THE REQUEST »
Count the lines in the records below that contain the string "above", and reply with the number alone.

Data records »

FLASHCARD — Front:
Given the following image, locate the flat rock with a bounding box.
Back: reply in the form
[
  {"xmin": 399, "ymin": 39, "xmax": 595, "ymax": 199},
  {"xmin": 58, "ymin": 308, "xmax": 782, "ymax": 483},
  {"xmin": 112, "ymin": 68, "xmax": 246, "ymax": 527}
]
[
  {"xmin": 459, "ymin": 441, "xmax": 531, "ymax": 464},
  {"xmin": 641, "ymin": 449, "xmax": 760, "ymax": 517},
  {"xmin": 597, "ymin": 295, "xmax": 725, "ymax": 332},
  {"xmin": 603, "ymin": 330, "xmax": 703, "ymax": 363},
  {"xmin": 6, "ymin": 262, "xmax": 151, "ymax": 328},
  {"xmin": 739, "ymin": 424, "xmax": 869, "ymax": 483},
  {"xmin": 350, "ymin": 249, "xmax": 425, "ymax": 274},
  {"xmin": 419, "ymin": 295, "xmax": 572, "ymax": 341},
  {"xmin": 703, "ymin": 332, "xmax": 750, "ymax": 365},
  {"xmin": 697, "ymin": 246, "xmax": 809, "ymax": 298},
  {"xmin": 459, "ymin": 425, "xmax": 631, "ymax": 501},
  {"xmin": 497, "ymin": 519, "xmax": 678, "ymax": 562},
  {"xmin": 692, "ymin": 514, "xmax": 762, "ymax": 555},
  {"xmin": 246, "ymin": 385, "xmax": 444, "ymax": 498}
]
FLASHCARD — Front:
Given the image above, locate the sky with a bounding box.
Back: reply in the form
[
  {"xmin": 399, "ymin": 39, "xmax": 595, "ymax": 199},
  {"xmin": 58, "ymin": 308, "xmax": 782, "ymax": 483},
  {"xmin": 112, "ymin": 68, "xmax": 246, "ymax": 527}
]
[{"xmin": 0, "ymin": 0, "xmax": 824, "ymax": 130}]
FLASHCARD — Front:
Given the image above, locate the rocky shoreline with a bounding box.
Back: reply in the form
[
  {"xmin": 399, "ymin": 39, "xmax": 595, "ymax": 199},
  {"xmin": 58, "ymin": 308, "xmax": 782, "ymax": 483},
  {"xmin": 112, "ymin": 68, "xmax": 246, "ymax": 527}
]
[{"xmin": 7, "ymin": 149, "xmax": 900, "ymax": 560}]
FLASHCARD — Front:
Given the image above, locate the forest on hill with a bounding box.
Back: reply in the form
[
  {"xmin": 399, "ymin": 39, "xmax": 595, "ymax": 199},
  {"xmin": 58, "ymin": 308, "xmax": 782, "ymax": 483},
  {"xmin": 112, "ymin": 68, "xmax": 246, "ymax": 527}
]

ANSWER FOR THIS EXERCISE »
3